■ Task requirements
Pick out every line in the data below that contains the word "with" and copy each one. Case counts, so match uppercase and lowercase letters exactly.

■ Data supplied
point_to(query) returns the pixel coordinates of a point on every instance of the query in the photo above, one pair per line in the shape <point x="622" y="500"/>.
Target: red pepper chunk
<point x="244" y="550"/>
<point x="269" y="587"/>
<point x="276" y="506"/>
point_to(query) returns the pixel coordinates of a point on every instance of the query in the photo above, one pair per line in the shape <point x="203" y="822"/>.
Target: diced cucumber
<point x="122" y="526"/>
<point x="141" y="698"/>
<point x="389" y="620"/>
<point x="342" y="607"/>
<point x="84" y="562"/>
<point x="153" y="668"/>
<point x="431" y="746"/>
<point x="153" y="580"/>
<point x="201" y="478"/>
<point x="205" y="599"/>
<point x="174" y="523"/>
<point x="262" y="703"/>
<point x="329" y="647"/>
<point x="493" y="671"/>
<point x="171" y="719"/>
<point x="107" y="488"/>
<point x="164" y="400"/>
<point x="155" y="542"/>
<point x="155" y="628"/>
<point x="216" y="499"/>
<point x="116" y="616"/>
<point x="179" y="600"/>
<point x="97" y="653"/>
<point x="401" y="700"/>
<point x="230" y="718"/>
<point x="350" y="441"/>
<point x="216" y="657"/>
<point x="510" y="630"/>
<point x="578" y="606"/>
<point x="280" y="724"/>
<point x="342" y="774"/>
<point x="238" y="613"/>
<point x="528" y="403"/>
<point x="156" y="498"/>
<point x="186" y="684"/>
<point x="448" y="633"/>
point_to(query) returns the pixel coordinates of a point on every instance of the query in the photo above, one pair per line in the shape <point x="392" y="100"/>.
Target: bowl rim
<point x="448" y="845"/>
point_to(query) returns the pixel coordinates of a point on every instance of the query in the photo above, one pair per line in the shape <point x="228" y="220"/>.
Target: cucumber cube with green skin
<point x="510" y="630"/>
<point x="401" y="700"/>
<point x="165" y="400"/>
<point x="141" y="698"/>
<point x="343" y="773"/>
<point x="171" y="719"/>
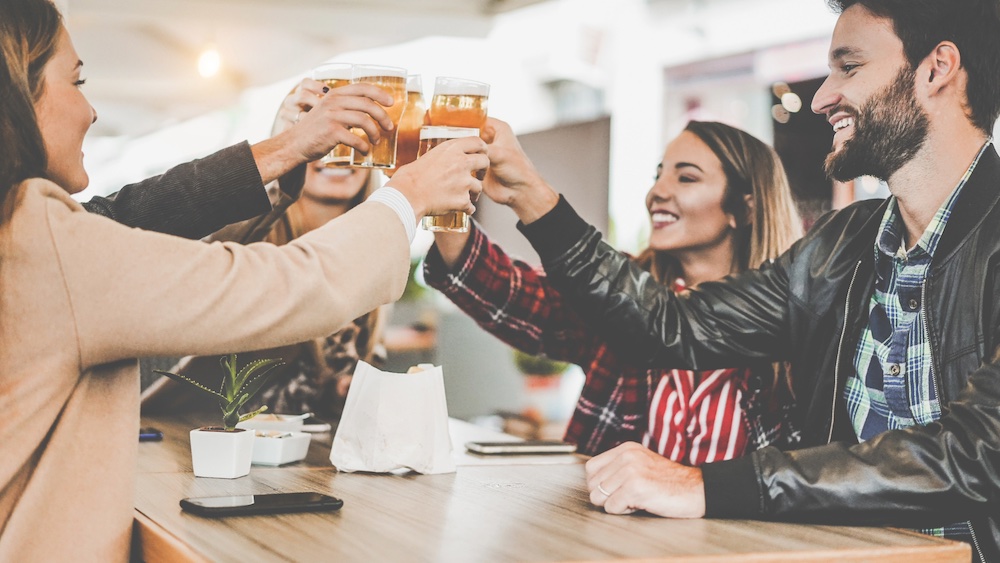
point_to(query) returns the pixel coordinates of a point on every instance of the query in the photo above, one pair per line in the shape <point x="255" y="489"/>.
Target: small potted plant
<point x="225" y="451"/>
<point x="541" y="385"/>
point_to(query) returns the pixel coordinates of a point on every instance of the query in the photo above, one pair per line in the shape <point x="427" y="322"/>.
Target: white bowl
<point x="279" y="451"/>
<point x="268" y="421"/>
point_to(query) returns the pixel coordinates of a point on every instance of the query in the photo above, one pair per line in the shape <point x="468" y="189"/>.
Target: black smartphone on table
<point x="150" y="435"/>
<point x="271" y="503"/>
<point x="521" y="447"/>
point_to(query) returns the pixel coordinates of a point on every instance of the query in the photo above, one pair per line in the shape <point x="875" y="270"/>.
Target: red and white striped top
<point x="696" y="417"/>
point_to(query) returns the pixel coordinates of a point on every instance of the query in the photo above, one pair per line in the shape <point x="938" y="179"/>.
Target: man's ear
<point x="943" y="66"/>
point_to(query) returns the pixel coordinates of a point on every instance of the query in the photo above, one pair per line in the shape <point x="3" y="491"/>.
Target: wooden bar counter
<point x="497" y="509"/>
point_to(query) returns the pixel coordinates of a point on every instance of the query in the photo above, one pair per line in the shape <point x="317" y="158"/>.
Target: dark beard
<point x="889" y="130"/>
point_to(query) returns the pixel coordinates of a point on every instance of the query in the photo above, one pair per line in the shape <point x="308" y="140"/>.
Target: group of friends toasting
<point x="735" y="367"/>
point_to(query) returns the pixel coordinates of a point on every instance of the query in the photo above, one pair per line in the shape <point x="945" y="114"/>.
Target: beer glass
<point x="430" y="137"/>
<point x="392" y="80"/>
<point x="458" y="102"/>
<point x="410" y="123"/>
<point x="335" y="75"/>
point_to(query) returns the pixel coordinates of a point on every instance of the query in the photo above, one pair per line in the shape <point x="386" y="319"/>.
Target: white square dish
<point x="268" y="421"/>
<point x="268" y="450"/>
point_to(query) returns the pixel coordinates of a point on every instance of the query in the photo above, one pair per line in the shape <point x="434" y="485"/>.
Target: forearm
<point x="720" y="324"/>
<point x="193" y="199"/>
<point x="923" y="476"/>
<point x="533" y="203"/>
<point x="510" y="300"/>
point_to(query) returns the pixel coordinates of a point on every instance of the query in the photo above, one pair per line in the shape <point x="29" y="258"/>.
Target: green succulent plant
<point x="529" y="364"/>
<point x="238" y="386"/>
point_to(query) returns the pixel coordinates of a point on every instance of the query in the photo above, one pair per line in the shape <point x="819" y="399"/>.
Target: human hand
<point x="444" y="179"/>
<point x="313" y="124"/>
<point x="630" y="477"/>
<point x="328" y="123"/>
<point x="512" y="179"/>
<point x="301" y="99"/>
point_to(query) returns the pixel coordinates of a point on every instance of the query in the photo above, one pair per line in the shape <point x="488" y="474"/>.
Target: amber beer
<point x="335" y="75"/>
<point x="408" y="138"/>
<point x="458" y="102"/>
<point x="392" y="80"/>
<point x="430" y="137"/>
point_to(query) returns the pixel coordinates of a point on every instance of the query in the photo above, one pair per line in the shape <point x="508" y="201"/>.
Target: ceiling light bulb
<point x="791" y="101"/>
<point x="209" y="63"/>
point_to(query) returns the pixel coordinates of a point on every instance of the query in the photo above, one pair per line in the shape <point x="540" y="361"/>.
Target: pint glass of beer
<point x="392" y="80"/>
<point x="458" y="102"/>
<point x="430" y="137"/>
<point x="335" y="75"/>
<point x="410" y="123"/>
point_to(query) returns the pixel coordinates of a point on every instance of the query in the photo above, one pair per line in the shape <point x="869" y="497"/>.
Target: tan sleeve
<point x="136" y="293"/>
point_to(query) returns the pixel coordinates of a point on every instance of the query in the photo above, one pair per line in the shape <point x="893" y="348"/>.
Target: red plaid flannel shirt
<point x="514" y="301"/>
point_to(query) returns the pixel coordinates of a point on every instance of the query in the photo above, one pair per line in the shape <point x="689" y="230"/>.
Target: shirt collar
<point x="890" y="240"/>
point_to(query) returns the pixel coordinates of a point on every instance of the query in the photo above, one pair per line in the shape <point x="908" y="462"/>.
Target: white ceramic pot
<point x="221" y="454"/>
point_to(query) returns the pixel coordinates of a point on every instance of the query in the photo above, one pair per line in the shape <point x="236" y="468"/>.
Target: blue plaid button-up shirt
<point x="893" y="385"/>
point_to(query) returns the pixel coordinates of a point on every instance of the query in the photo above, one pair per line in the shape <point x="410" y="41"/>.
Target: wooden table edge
<point x="156" y="544"/>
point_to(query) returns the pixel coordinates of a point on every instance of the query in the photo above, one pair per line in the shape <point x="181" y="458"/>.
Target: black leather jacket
<point x="794" y="310"/>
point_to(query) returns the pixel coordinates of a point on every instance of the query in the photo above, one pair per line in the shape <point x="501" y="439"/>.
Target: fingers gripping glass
<point x="430" y="137"/>
<point x="335" y="75"/>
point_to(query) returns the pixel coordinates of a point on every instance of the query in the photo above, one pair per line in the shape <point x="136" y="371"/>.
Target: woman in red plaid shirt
<point x="720" y="203"/>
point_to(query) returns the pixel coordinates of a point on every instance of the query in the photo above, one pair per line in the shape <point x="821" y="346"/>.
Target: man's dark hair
<point x="972" y="25"/>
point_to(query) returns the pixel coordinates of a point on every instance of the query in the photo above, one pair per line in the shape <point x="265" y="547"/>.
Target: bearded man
<point x="888" y="311"/>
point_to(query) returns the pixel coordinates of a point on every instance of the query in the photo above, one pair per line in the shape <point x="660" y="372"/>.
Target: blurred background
<point x="593" y="88"/>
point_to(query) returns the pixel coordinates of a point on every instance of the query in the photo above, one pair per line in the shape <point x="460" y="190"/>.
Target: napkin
<point x="394" y="421"/>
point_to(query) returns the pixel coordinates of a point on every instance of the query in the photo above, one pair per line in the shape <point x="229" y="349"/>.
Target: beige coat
<point x="82" y="296"/>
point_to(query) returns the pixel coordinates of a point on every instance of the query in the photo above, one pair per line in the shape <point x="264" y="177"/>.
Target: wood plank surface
<point x="517" y="512"/>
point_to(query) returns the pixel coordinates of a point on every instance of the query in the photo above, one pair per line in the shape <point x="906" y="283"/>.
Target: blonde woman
<point x="720" y="205"/>
<point x="317" y="373"/>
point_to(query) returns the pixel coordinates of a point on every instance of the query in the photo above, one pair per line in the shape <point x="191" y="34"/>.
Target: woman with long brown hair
<point x="720" y="204"/>
<point x="81" y="297"/>
<point x="317" y="373"/>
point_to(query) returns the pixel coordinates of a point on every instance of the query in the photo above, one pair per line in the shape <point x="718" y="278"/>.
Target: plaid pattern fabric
<point x="892" y="386"/>
<point x="514" y="302"/>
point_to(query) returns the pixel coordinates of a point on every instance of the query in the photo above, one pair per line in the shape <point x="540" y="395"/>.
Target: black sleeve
<point x="191" y="200"/>
<point x="732" y="322"/>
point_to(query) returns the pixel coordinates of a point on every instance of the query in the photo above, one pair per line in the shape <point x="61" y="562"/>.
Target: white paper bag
<point x="394" y="421"/>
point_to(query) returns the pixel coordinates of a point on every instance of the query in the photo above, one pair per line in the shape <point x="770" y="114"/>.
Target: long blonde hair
<point x="751" y="167"/>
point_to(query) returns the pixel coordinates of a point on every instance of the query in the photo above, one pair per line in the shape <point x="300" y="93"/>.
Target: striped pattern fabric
<point x="696" y="417"/>
<point x="892" y="386"/>
<point x="516" y="303"/>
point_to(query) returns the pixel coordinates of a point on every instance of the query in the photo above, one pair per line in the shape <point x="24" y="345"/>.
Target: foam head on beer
<point x="334" y="75"/>
<point x="459" y="102"/>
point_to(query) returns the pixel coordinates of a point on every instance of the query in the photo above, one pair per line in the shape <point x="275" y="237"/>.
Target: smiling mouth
<point x="843" y="124"/>
<point x="663" y="219"/>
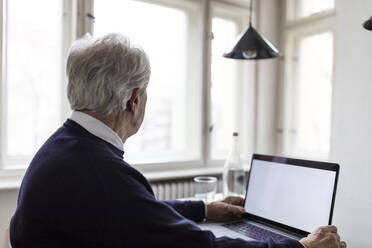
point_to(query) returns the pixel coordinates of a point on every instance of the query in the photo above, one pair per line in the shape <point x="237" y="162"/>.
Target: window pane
<point x="34" y="72"/>
<point x="224" y="88"/>
<point x="312" y="117"/>
<point x="304" y="8"/>
<point x="171" y="129"/>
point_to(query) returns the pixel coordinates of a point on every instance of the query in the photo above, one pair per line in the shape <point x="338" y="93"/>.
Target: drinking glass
<point x="205" y="188"/>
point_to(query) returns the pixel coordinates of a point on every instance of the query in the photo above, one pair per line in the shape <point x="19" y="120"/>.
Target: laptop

■ Full output
Target: cucumber cube with green skin
Target: woman with long brown hair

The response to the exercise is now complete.